## WORK REQUEST
Repeat every entry in the listing below, exactly.
┄┄┄┄┄┄
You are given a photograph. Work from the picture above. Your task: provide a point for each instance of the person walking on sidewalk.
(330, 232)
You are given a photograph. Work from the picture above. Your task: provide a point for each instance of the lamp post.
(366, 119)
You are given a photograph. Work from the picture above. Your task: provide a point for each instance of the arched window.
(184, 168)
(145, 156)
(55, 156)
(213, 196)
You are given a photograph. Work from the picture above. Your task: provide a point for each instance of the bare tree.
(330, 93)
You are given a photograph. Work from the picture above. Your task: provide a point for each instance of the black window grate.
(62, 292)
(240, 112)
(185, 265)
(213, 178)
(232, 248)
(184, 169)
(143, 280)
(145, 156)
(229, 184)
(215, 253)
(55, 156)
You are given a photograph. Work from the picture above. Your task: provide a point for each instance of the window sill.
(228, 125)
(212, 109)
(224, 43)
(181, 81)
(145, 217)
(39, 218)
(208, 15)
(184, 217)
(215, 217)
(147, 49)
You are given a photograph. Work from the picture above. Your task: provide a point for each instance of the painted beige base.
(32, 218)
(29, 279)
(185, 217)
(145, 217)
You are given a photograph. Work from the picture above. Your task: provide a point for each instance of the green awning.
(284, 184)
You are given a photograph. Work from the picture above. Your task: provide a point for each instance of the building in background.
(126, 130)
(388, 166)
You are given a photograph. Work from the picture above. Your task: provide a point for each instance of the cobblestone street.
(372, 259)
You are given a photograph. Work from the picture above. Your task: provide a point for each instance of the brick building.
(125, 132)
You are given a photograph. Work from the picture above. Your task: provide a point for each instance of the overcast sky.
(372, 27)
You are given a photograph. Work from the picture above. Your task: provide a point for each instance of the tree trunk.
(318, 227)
┄┄┄┄┄┄
## COMPLETED EXERCISE
You are given a photograph. Work from the picture above. Your task: provide a point for each instance of the person walking on sidewalk.
(330, 232)
You are given a photograph. Work from the picture above. Your task: provide a point for each instance of the lamp post.
(366, 119)
You are given a photograph. Work from the picture above. Your task: provide a point for each instance of the arched window.
(184, 168)
(145, 156)
(55, 156)
(213, 196)
You are given a photograph. Work from the picture above. Your task: provide a point for each instance of the bare tree.
(330, 93)
You are given a photograph. Work from the picture above. Your task: provide a point for each instance of the black window grate.
(62, 292)
(240, 112)
(185, 265)
(213, 178)
(232, 248)
(184, 169)
(143, 280)
(145, 156)
(229, 184)
(215, 253)
(55, 156)
You are given a photograph. Work from the picture above. Your task: provide a point for each instance of the window sill.
(228, 125)
(212, 109)
(224, 43)
(181, 81)
(145, 217)
(39, 218)
(208, 15)
(184, 217)
(215, 217)
(147, 49)
You are given a photograph. Work from the picture above. Your task: provide a point for each instance of the painted beige base.
(32, 218)
(29, 279)
(185, 217)
(145, 217)
You are given a photograph. Work from the picture above. Your task: provide a point for each instance of the green awning.
(284, 184)
You are given a photograph. Work from the picture above. Your task: provide a point for each instance of the building in background.
(126, 130)
(388, 166)
You are given a photograph. Work from the picture above. Your task: provide a point for each instance of the cobblestone street.
(372, 259)
You are given a photograph. Work from the picture above. Your task: provide a point for each instance of the brick building.
(125, 132)
You are given a photograph. Work from the picture above. Your task: provide a point for each instance of the overcast sky.
(372, 27)
You are given a photograph. Work from the picture above. Your task: provide a point for each instance of the tree trunk.
(318, 227)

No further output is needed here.